# Start of SOURCE DATA

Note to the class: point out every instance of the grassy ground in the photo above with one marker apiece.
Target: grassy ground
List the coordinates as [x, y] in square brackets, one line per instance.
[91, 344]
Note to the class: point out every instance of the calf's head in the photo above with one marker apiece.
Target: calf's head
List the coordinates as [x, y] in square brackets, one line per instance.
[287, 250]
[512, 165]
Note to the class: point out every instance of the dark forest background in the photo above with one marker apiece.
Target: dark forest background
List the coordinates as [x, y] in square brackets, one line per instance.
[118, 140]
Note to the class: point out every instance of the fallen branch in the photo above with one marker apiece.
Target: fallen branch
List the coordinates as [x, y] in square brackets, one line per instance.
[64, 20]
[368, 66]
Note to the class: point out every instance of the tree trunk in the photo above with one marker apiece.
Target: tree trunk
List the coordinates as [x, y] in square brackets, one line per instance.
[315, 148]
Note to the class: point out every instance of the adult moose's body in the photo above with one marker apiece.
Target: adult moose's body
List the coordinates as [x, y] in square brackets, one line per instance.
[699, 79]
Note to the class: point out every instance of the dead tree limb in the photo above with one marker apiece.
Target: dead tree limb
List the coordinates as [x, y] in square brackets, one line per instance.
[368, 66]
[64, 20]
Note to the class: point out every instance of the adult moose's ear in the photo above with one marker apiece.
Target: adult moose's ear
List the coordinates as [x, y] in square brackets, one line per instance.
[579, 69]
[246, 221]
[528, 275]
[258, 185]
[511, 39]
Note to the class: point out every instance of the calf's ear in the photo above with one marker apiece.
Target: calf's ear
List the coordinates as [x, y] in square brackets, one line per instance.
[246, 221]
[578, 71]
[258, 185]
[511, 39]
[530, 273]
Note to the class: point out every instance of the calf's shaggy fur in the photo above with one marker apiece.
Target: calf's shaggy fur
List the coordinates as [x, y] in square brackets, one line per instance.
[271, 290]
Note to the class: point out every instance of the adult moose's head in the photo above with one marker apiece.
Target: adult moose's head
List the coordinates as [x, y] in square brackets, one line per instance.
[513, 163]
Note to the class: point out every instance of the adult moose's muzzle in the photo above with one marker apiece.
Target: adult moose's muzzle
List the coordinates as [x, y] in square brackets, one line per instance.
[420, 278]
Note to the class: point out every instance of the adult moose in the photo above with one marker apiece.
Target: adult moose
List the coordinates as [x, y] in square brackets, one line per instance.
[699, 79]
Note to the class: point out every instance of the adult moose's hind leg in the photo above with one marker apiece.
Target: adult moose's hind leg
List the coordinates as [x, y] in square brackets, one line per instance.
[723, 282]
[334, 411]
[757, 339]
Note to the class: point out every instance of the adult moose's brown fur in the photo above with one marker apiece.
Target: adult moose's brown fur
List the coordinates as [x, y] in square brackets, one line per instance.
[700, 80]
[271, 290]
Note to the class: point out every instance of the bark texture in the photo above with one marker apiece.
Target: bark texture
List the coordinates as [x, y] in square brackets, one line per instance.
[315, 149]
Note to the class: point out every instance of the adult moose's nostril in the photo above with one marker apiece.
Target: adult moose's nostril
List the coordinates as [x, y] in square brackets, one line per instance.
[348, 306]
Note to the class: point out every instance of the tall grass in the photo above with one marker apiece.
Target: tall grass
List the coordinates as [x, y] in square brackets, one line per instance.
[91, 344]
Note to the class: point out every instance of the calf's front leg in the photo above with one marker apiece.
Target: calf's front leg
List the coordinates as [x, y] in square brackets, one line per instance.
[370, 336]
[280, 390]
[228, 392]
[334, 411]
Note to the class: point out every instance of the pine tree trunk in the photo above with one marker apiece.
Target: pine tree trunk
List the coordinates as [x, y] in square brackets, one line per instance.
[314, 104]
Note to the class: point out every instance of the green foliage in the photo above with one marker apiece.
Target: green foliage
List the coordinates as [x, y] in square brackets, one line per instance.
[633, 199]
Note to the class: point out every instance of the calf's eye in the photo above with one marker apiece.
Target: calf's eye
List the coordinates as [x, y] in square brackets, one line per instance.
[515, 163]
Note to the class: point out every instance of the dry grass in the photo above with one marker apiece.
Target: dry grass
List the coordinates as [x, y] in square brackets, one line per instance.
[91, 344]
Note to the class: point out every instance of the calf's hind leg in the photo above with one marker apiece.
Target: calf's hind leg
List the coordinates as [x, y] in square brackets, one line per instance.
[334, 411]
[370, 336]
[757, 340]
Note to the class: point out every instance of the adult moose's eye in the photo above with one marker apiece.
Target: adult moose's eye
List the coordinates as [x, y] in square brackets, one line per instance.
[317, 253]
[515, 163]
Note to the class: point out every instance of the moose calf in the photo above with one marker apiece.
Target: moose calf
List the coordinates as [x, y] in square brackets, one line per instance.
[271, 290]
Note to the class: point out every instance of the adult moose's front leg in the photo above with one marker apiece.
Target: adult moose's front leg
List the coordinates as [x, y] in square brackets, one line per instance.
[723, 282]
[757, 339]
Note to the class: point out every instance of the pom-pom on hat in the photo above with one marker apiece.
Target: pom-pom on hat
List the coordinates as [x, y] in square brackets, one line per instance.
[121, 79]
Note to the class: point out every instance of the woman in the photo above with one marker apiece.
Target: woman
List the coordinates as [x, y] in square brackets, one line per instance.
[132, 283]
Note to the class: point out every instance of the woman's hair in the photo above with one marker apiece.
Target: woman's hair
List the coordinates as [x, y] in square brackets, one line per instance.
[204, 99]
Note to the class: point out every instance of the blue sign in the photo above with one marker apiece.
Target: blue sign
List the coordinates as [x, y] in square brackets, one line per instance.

# End of SOURCE DATA

- INSTRUCTION: Extract the complete listing above, reproducing each line exactly.

- THE OUTPUT:
Note to the class: point out every instance of the grassy ground in the photo above with one marker apiece.
Target: grassy ground
List the coordinates as [x, y] in square brackets, one line per instance.
[91, 344]
Note to the class: point out every instance of the calf's head in the photo above with one marker apiece.
Target: calf's head
List the coordinates as [x, y] in square brackets, one line per instance.
[287, 250]
[512, 165]
Note to the class: point out every instance of the dark forest background in the photo above with one marker apiece.
Target: dark forest background
List the coordinates as [x, y] in square brackets, one line per instance.
[118, 140]
Note to the class: point out every instance of the fallen branch in the photo above with one marker apiece.
Target: fallen branch
List the coordinates as [x, y] in square brackets, one line per instance.
[64, 20]
[368, 66]
Note to the class: point out every instance of the tree trunk in the photo above with one marker apiece.
Target: tree trunk
List the coordinates as [x, y] in square brackets, one line per instance.
[315, 148]
Note to the class: point out every instance of the adult moose's body in the photo above with one marker apiece.
Target: adult moose's body
List the coordinates as [x, y] in square brackets, one line per instance.
[699, 79]
Note to the class: point out every instance of the dead tree limb in the photo above with one marker apiece.
Target: dead tree limb
List the coordinates as [x, y] in square brackets, one line per instance.
[368, 66]
[64, 20]
Note to the class: point out every instance of the adult moose's ear in the photo above with one marker apiece.
Target: adult moose's ear
List the coordinates as [x, y] in square brackets, one line per instance.
[579, 69]
[246, 221]
[528, 275]
[258, 185]
[511, 39]
Note to the class: point out every instance of the calf's ear in the photo above with one marker apiece.
Target: calf's ear
List the coordinates as [x, y] in square brackets, one line per instance.
[246, 221]
[578, 71]
[258, 185]
[511, 39]
[530, 273]
Note to the class: point out every instance of the calf's shaggy fur in the photo above with one marker apiece.
Target: calf's shaggy fur
List the coordinates as [x, y] in square brackets, one line per instance.
[271, 290]
Note to the class: point out every instance of the adult moose's head in the photo above with one marker apiece.
Target: adult moose's head
List the coordinates as [x, y] in square brackets, one line per instance.
[513, 163]
Note to the class: point out every instance of the adult moose's muzzle in the photo above with one marker apiece.
Target: adult moose's muzzle
List the coordinates as [x, y] in square brackets, one line per instance.
[420, 278]
Note to the class: point out every instance of the adult moose in the photo above with one marker apiece.
Target: adult moose
List the coordinates as [x, y] in square brackets, one line per instance.
[699, 79]
Note to the class: point out every instance of the adult moose's hind leg in the photo above with one marker apiece.
Target: adult moose's hind leg
List the coordinates as [x, y] in square brackets, one line per instance.
[723, 282]
[334, 411]
[757, 339]
Note to the class: point out every instance of the adult moose's brown fur in the photo above with one marker apiece.
Target: adult moose's brown fur
List the coordinates as [x, y] in square brackets, one line per instance.
[700, 80]
[271, 290]
Note to the class: point out every instance of the bark texture in the photo above with one marker apiece.
Target: bark texture
List the coordinates as [x, y] in square brackets, one line per instance.
[315, 149]
Note to the class: point out every instance of the adult moose's nostril in the photo above with one marker apiece.
Target: adult moose's nostril
List the coordinates as [x, y] in square brackets, one line per instance.
[348, 306]
Note to the class: point out every instance of the tall grass in the photo above with one marker apiece.
Target: tall grass
List the coordinates as [x, y] in square brackets, one line per instance.
[91, 344]
Note to the class: point out every instance of the calf's front leg in the photo above with one marker apiece.
Target: calf's front leg
List the coordinates as [x, y] in square brackets, one line per instance.
[370, 336]
[280, 390]
[228, 392]
[334, 411]
Note to the class: point out every instance of the pine tree trunk in the photo above with one marker apiece.
Target: pine tree trunk
List the coordinates as [x, y] in square brackets, one line per instance.
[314, 104]
Note to the class: point out every instance of the green foliage in the photo above with one marker apiece.
Target: green foliage
List the coordinates as [x, y] in square brackets, one line per instance.
[633, 199]
Note to the class: point out every instance of the calf's eye in the photo above with one marker apiece.
Target: calf's eye
List the coordinates as [x, y] in square brackets, one line per instance.
[515, 163]
Note to the class: point out every instance of the dry grass in the photo above with one marker apiece.
Target: dry grass
List the coordinates as [x, y] in square brackets, one line per instance.
[91, 344]
Note to the class: point out every instance of the calf's hind leg in the photo above with one marker apiece.
Target: calf's hind leg
List the coordinates as [x, y] in square brackets, one line per instance.
[334, 411]
[370, 336]
[757, 340]
Note to the class: point out every instance of the adult moose's eye in the photo above with one marker apiece.
Target: adult moose's eye
List the coordinates as [x, y] in square brackets, one line per instance.
[317, 253]
[515, 163]
Note to the class: point out every instance of the moose calf in the photo above with one marker apiece.
Target: moose calf
List the coordinates as [x, y] in square brackets, one line per instance.
[271, 290]
Note to the class: point out every instance of the adult moose's front leg in the photo above with one marker apiece.
Target: adult moose's front leg
List the coordinates as [x, y] in square brackets, one line per instance.
[723, 282]
[757, 339]
Note to the class: point out every instance of the pom-pom on hat in the photo above with one marker apiece.
Target: pom-pom on hat
List the coordinates as [x, y] in square brackets, one line per instance.
[121, 79]
Note to the class: point out every instance of the woman in the photo above with one marker apiece.
Target: woman
List the coordinates as [x, y] in square brackets, one line per instance.
[132, 283]
Note to the class: point out every instance of the woman's hair in the photo above with one marker apiece.
Target: woman's hair
List the coordinates as [x, y] in square brackets, one line per instance.
[204, 99]
Note to the class: point out every instance of the blue sign in the photo above with one marker apiece.
Target: blue sign
List the coordinates as [x, y] in square brackets, one line per instance.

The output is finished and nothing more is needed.